What is asked: Starting with the line that contains "Reviewer note: check that each instance of the woman with" and going on through the last line of the rows, turn those lines into a Markdown table with the columns No. and Line. Number each line in order and leave out blank lines.

Input rows:
* Start *

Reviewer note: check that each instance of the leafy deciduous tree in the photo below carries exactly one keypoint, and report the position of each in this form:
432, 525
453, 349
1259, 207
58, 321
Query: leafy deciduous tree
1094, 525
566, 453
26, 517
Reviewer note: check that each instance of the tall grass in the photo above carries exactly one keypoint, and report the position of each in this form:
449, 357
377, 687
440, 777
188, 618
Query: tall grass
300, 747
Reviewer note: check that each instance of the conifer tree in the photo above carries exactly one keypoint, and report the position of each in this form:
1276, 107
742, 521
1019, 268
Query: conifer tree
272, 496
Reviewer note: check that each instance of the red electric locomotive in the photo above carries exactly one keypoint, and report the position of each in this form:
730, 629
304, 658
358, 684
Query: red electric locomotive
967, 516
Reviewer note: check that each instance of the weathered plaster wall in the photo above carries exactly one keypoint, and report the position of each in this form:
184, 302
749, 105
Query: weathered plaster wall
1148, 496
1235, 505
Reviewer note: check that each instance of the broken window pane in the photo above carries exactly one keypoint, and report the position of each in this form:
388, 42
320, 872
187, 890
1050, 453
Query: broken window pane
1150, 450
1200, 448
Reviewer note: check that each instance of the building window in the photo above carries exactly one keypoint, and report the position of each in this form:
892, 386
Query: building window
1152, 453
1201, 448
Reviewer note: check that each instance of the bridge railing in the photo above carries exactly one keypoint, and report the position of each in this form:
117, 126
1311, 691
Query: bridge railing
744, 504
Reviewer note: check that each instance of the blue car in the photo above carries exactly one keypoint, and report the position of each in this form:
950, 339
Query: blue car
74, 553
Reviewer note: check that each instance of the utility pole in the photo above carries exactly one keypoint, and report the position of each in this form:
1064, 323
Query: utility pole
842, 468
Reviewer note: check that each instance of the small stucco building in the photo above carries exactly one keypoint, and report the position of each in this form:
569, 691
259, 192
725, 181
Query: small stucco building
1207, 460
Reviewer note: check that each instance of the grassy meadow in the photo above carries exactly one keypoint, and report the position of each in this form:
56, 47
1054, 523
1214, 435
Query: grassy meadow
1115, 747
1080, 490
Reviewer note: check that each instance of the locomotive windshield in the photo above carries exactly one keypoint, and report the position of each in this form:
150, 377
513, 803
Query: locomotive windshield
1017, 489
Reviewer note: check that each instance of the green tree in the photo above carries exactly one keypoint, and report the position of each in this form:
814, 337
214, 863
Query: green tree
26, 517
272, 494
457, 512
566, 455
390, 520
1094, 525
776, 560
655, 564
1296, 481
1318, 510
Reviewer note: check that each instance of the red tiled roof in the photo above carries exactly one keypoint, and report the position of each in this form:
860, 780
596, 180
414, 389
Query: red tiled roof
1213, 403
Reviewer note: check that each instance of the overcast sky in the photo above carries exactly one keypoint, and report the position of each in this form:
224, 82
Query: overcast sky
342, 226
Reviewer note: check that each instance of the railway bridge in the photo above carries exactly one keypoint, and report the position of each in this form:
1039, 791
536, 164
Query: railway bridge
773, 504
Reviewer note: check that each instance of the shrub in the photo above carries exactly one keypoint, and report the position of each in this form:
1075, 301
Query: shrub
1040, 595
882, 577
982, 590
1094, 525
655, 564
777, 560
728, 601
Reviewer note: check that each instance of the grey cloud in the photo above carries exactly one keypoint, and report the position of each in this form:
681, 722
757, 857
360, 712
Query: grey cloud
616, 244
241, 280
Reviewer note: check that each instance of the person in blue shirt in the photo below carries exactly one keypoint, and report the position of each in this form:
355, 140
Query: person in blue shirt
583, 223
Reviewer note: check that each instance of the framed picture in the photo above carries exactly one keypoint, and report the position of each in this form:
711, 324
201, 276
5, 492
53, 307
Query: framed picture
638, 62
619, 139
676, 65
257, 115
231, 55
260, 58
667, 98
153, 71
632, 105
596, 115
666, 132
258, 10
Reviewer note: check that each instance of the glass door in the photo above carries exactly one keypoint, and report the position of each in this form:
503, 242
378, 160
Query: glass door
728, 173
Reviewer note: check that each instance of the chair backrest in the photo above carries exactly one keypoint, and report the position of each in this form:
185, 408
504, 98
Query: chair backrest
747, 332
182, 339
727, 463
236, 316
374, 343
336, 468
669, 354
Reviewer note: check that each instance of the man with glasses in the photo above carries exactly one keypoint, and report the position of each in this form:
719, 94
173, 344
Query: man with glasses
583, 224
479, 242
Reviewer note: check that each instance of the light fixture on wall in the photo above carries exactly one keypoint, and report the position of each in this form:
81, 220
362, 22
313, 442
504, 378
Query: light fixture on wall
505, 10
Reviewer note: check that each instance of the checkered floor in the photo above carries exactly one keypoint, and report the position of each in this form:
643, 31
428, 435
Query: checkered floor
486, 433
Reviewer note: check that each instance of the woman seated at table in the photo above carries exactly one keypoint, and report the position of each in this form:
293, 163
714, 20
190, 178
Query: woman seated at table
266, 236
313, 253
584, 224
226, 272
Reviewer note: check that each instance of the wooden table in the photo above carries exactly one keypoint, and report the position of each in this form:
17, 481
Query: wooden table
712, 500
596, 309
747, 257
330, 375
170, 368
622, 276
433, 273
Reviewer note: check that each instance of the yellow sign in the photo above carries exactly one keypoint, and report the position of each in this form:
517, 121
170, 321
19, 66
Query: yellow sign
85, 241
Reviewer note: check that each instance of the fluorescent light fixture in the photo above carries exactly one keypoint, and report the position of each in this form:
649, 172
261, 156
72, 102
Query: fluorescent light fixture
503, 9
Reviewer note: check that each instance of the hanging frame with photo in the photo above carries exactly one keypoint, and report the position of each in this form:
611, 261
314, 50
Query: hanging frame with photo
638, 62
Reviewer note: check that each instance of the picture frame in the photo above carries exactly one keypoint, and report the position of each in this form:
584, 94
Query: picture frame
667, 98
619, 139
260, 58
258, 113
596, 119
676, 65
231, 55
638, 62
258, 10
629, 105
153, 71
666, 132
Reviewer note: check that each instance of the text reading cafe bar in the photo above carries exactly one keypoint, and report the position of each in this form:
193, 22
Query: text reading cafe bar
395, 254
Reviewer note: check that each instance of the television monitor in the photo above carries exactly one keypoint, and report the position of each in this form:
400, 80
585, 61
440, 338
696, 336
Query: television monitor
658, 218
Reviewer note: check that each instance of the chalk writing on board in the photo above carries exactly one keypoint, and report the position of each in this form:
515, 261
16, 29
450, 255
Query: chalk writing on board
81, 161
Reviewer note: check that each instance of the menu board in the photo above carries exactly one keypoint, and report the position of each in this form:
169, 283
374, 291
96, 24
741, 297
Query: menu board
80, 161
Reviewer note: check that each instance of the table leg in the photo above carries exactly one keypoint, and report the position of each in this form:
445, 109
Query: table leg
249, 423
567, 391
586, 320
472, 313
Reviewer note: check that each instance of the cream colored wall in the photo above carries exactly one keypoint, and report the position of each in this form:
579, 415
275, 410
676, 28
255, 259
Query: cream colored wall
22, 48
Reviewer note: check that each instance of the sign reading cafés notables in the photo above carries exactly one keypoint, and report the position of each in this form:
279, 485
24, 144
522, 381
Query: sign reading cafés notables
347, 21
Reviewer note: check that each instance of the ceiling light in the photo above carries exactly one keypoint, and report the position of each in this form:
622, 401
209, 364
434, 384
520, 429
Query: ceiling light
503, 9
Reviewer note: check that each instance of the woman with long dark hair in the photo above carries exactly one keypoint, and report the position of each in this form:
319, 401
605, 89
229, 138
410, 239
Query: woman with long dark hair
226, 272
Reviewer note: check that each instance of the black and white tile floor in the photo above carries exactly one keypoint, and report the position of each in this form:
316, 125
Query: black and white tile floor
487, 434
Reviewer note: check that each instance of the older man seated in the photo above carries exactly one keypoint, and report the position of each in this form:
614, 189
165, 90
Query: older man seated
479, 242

* End *

Answer for the task:
| No. | Line |
|---|---|
| 1 | Reviewer note: check that each instance of the woman with long dark hair in the photo above carries exactly one keypoint, and report the position of each in this form: |
| 2 | 319, 401 |
| 3 | 605, 89 |
| 4 | 229, 138 |
| 5 | 410, 239 |
| 6 | Query: woman with long dark hair |
| 7 | 226, 272 |
| 8 | Reviewer note: check that each instance of the black and white tile floor in the photo above carries exactly one keypoint, and report the position of each in this form: |
| 9 | 316, 125 |
| 10 | Query: black and white tile floor |
| 11 | 487, 434 |
| 12 | Reviewer note: check that each instance of the older man seated in the photo above carries exactly one keypoint, and report the position of each in this form: |
| 13 | 614, 189 |
| 14 | 165, 90 |
| 15 | Query: older man seated |
| 16 | 479, 242 |